» **文档摘录**

--*--

Zipkin客户端链路追踪源码解析

我们知道，Zipkin这个工具可以帮助我们收集分布式系统中各个系统之间的调用连关系，而且除了Servlet之外还能收集：MQ、线程池、WebSocket、Feign、Hystrix、RxJava、WebFlux等等组件之间的调用关系。本篇文章就来分析一下Zipkin是如何完成这些功能的

我们先以最常用的Servlet接受请求为例来分析

在spring-cloud-sleuth的spring.factories文件中注入的很多类中包含了一个类：TraceWebServletAutoConfiguration，一看就知道，这是为Servlet环境量身定制的一个自动装配类

在这个类中，创建了一个Filter，这个Filter就是拦截web请求，完成Servlet请求链路的收集的利器

    @Bean
    @ConditionalOnMissingBean
    public TracingFilter tracingFilter(HttpTracing tracing) {
        return (TracingFilter) TracingFilter.create(tracing);
    }

我们直接来看这个拦截器都是做了一些什么东西吧

public void doFilter(ServletRequest request, ServletResponse response, FilterChain chain) throws IOException, ServletException {
        HttpServletRequest httpRequest = (HttpServletRequest)request;
        HttpServletResponse httpResponse = this.servlet.httpResponse(response);
        TraceContext context = (TraceContext)request.getAttribute(TraceContext.class.getName());
        if (context != null) {
            Scope scope = this.currentTraceContext.maybeScope(context);

            try {
                chain.doFilter(request, response);
            } finally {
                scope.close();
            }

        } else {
            Span span = this.handler.handleReceive(this.extractor, httpRequest);
            request.setAttribute(SpanCustomizer.class.getName(), span.customizer());
            request.setAttribute(TraceContext.class.getName(), span.context());
            Throwable error = null;
            Scope scope = this.currentTraceContext.newScope(span.context());

            try {
                chain.doFilter(httpRequest, httpResponse);
            } catch (ServletException | RuntimeException | Error | IOException var19) {
                error = var19;
                throw var19;
            } finally {
                scope.close();
                if (this.servlet.isAsync(httpRequest)) {
                    this.servlet.handleAsync(this.handler, httpRequest, span);
                } else {
                    this.handler.handleSend(ADAPTER.adaptResponse(httpRequest, httpResponse), error, span);
                }

            }

        }
    }

Span的创建

第一步，尝试从request中获取TraceContext，TraceContext包含了本次请求的链路信息，假如这个请求是从上游系统过来的话，那么这里就会存在这个信息。

--*--

» **任务要求**
**A.** 请统计数据行中有多少行含有字符串“dark”，大小写须一致，只给出数字。
**B.** 接着上面那篇关于Zipkin客户端链路追踪源码的文章，从它的最后一句之后往下写。
上面的文章与下面的数据行出自不同来源。

[数据行]
--*--

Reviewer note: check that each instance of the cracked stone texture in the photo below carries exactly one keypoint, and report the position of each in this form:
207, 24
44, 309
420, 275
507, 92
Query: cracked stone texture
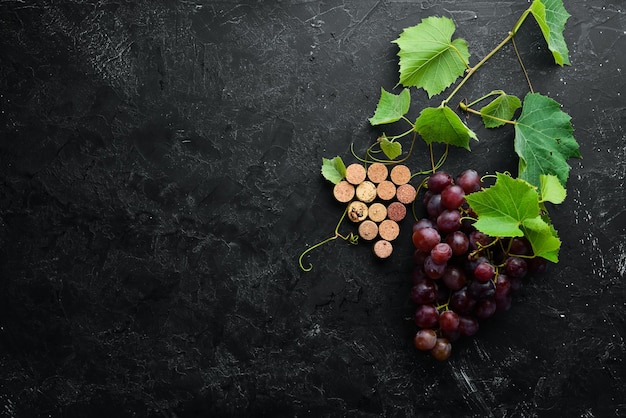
160, 178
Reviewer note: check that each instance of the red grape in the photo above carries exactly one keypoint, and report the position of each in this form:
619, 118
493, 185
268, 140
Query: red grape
425, 339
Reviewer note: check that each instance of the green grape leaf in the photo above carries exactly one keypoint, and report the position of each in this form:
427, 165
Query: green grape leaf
542, 237
391, 107
544, 140
429, 58
502, 107
510, 208
391, 149
333, 170
551, 17
441, 124
551, 189
503, 207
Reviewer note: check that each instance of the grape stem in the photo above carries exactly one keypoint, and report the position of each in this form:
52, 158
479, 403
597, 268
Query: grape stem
351, 238
472, 70
468, 109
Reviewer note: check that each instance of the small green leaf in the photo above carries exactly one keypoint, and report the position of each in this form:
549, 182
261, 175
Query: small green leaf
551, 189
551, 17
392, 149
502, 107
441, 124
391, 107
503, 207
543, 238
333, 170
429, 58
544, 140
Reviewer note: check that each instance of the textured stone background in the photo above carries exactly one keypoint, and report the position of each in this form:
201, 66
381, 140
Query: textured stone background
159, 167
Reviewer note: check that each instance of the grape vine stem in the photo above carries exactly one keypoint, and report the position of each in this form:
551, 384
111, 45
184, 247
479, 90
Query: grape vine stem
351, 238
475, 68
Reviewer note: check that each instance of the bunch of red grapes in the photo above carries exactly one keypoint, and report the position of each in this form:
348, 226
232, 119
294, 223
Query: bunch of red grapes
462, 276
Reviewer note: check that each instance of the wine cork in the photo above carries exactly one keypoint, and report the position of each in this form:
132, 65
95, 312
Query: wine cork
366, 191
396, 211
388, 230
355, 173
400, 174
357, 211
383, 249
406, 193
368, 230
377, 212
343, 191
386, 190
377, 172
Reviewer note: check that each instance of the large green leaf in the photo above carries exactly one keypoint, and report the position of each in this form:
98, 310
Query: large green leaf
391, 149
391, 107
551, 17
441, 124
333, 170
500, 109
429, 58
510, 208
503, 207
551, 189
542, 237
544, 140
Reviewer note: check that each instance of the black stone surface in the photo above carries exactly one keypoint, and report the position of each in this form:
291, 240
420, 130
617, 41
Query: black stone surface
160, 177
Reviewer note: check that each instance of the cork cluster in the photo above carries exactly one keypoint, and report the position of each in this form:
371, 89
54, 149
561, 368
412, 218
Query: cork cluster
377, 200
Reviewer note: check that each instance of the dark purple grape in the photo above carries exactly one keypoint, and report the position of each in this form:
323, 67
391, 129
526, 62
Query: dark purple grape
449, 321
449, 221
451, 336
419, 257
477, 237
458, 241
468, 325
442, 349
453, 277
469, 180
443, 295
452, 197
425, 239
441, 253
438, 181
484, 272
515, 267
503, 286
470, 264
425, 339
434, 206
423, 223
432, 269
462, 302
485, 308
481, 290
424, 292
426, 316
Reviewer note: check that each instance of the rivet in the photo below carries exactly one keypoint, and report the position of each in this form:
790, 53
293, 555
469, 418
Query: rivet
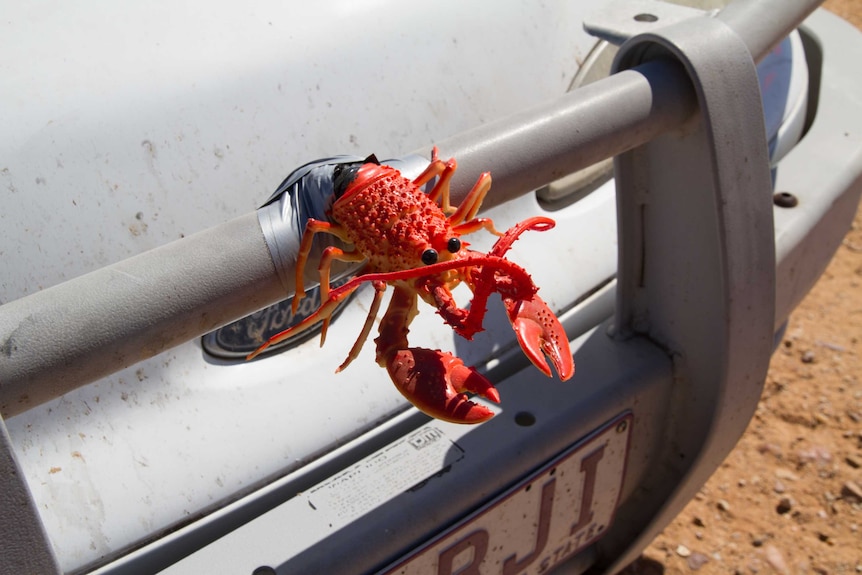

--*--

» **回答列表**
**A.** 2

**B.**
我们先重点看不存在上游系统时的分支，这个时候，第一步就应该去创建一个span。关于span和trace的概念上篇文章已经提到过了，这里就不再展开了。

  public <C> Span handleReceive(TraceContext.Extractor<C> extractor, C carrier, Req request) {
    Span span = nextSpan(extractor.extract(carrier), request);
    span.kind(Span.Kind.SERVER);
    return handleStart(request, span);
  }
  Span nextSpan(TraceContextOrSamplingFlags extracted, Req request) {
    if (extracted.sampled() == null) { // Otherwise, try to make a new decision
      extracted = extracted.sampled(sampler.trySample(adapter, request));
    }
    return extracted.context() != null
        ? tracer.joinSpan(extracted.context())
        : tracer.nextSpan(extracted);
  }

这个三目表达式的意思是看当前环境中是否存在span，如果存在则加入当前环境的span，否则继续进入创建span的逻辑

  public Span nextSpan(TraceContextOrSamplingFlags extracted) {
    TraceContext parent = extracted.context();
    if (extracted.samplingFlags() != null) {
      TraceContext implicitParent = currentTraceContext.get();
      if (implicitParent == null) {
        return toSpan(newContextBuilder(null, extracted.samplingFlags())
            .extra(extracted.extra()).build());
      }
      // fall through, with an implicit parent, not an extracted one
      parent = appendExtra(implicitParent, extracted.extra());
    }
    if (parent != null) {
      TraceContext.Builder builder;
      if (extracted.samplingFlags() != null) {
        builder = newContextBuilder(parent, extracted.samplingFlags());
      } else {
        builder = newContextBuilder(parent, sampler);
      }
      return toSpan(builder.build());
    }
    TraceIdContext traceIdContext = extracted.traceIdContext();
    if (extracted.traceIdContext() != null) {
      Boolean sampled = traceIdContext.sampled();
      if (sampled == null) sampled = sampler.isSampled(traceIdContext.traceId());
      return toSpan(TraceContext.newBuilder()
          .sampled(sampled)
          .debug(traceIdContext.debug())
          .traceIdHigh(traceIdContext.traceIdHigh()).traceId(traceIdContext.traceId())
          .spanId(nextId())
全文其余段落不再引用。